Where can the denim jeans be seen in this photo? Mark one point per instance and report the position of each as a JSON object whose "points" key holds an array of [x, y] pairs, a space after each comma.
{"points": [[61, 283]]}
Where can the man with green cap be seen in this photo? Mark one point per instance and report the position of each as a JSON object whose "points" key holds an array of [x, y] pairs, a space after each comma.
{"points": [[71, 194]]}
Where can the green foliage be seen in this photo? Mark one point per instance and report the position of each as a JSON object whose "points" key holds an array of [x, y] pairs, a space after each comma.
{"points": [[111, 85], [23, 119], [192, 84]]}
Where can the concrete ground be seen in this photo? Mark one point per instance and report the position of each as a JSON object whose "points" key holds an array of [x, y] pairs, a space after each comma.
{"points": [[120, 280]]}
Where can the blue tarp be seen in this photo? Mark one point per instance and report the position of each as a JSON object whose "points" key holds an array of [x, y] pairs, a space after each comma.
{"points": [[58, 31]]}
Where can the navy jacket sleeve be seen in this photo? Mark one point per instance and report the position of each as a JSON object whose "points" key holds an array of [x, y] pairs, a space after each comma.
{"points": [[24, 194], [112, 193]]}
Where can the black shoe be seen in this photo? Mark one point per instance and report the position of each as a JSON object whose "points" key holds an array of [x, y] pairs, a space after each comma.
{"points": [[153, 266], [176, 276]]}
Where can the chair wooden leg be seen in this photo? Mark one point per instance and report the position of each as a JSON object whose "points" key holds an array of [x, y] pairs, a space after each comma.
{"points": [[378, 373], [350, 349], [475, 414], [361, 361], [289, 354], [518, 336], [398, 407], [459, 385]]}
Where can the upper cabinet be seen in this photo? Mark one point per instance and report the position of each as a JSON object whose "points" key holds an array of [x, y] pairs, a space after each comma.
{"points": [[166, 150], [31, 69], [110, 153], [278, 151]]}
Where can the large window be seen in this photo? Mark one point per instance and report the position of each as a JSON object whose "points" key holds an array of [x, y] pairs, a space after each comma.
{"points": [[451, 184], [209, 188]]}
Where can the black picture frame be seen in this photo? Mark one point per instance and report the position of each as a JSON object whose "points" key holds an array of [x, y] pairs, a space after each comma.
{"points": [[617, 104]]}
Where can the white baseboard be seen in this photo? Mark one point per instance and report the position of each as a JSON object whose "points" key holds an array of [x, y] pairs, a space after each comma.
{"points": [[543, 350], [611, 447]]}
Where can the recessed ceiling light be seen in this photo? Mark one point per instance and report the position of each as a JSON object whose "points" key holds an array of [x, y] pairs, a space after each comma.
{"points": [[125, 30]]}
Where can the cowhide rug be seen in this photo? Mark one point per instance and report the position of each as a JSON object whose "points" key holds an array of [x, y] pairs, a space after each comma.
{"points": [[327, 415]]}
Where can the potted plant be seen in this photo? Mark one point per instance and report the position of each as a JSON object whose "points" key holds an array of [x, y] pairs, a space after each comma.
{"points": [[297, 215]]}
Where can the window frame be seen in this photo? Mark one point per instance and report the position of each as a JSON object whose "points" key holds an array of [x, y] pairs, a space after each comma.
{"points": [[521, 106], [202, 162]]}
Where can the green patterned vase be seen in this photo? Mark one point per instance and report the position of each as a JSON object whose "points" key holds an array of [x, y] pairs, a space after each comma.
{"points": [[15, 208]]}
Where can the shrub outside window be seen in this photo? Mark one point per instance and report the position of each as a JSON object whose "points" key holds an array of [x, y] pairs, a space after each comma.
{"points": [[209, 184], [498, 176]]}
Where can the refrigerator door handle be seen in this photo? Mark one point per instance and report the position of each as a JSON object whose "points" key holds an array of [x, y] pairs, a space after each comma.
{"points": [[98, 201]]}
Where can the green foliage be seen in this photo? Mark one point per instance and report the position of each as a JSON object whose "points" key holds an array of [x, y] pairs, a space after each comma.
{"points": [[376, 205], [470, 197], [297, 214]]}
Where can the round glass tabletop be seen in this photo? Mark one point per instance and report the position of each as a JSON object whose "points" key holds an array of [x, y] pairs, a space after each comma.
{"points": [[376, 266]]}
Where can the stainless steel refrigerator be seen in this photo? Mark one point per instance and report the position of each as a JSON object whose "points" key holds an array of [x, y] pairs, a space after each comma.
━━━
## [WHAT IS BEING ASKED]
Output the entries verbatim.

## [THE REPLY]
Where can the denim jeans be seen in this photo? Mark one point per instance and report the position of each as a JSON object whose "points" key holds an array of [x, y] pairs, a space after each comma.
{"points": [[61, 283]]}
Where can the man with green cap be seen in this photo? Mark one point per instance and report the position of each as a JSON object whose "points" key holds an array of [x, y] pairs, a space after each comma.
{"points": [[71, 194]]}
Where can the green foliage be seen in this photo? Mark one point per instance and report the position of each as a JSON object whose "points" key holds an array of [x, y] pairs, a space after each comma.
{"points": [[111, 85], [23, 119], [192, 84]]}
Where can the concrete ground be seen in this photo? Mark one point per instance and report the position of each as a JSON object whose "points" key holds an array of [x, y] pairs, a space after each comma.
{"points": [[120, 280]]}
Where can the blue tarp be seen in this photo? Mark one point per instance and report the position of each as a JSON object whose "points" key holds an array of [x, y] pairs, a space after each comma.
{"points": [[58, 31]]}
Where can the navy jacket sleeve be seen in this photo? Mark one point per instance and report the position of each as a JSON object whose "points" key holds an array of [x, y] pairs, a space after each comma.
{"points": [[24, 194], [112, 193]]}
Where can the black shoe be seen in this photo? Mark one point per instance and report the position of each as a JSON object whose "points" key holds an array of [x, y] pairs, a space after each comma.
{"points": [[153, 266], [176, 276]]}
Where can the chair wooden leg be seen in this photo? Mark one point per instance and report the position of each as a JSON object whose "points" key holds an array of [x, y] pairs, a space after each comma.
{"points": [[378, 373], [350, 349], [475, 414], [361, 361], [289, 354], [518, 336], [398, 407], [459, 385]]}
Where can the upper cabinet be seen in this photo? Mark one point per instance and report the position of each as a JSON object whose "points" key holds an array of [x, y] pairs, a space after each comma.
{"points": [[166, 150], [31, 69], [110, 153], [278, 151]]}
Where can the large window be seen in this photo? Mark one point per instance and report the position of each as a JSON object whose "points" key holds an array of [x, y] pairs, a space after each comma.
{"points": [[451, 184], [209, 188]]}
Where can the black picture frame be seen in this photo? Mark one point per instance and report the position of each as a JSON object whose "points" key holds an array of [x, y] pairs, a space after each comma.
{"points": [[617, 104]]}
Where can the white baseboard be seen in this photo? Mark one point per instance and report the position of each as a JSON object whose "points" key holds an array of [x, y] pairs, a space after each comma.
{"points": [[543, 350], [611, 447]]}
Where can the recessed ceiling light be seen in this photo? Mark one point per instance and report the position of each as a JSON object whose "points" key holds an array of [x, y] pairs, a space after each comma.
{"points": [[125, 30]]}
Where can the cowhide rug be seen in this photo? Mark one point per instance and report the position of each as a JSON object whose "points" key holds an array of [x, y] pairs, a space after each comma.
{"points": [[327, 415]]}
Where can the potted plant be seen in this photo? Mark one point per instance and report the position of each as a JSON object whose "points" key holds an array of [x, y] pairs, a space after each comma.
{"points": [[297, 215]]}
Where can the window frame be seen in this photo? Mark one point per instance and report the position of each as a JSON object whose "points" key holds an array of [x, y] pairs, a space after each comma.
{"points": [[521, 106], [202, 162]]}
Where can the green patterned vase be seen in this photo? Mark one point per instance and report the position of each as a JSON object whose "points" key holds an array of [x, y] pairs, a space after each comma.
{"points": [[15, 208]]}
Where can the shrub outside window be seen in this photo? Mark one point per instance and report the position of each as a JSON object whose "points" key holds an array of [x, y] pairs, a space after each comma.
{"points": [[209, 184], [498, 176]]}
Where can the refrigerator door handle be seen in this photo? Mark one point per instance and report the position of each as a JSON object whose "points" key holds an array of [x, y] pairs, a space after each comma.
{"points": [[98, 201]]}
Where can the green foliage be seen in this photo? Mark one point per instance and report the position of each as a JSON object whose "points" key holds an array of [x, y] pairs, a space after each comma.
{"points": [[376, 205], [470, 197], [297, 214]]}
Where can the round glass tabletop be seen in this photo? Mark one point per instance and report the position of each as a JSON object whose "points" key holds an array of [x, y] pairs, a space after each comma.
{"points": [[376, 266]]}
Where can the stainless steel refrigerator be seen in this photo? Mark one point per instance and report the position of each as a JSON object whose "points" key holds an array of [x, y] pairs, a space after each comma.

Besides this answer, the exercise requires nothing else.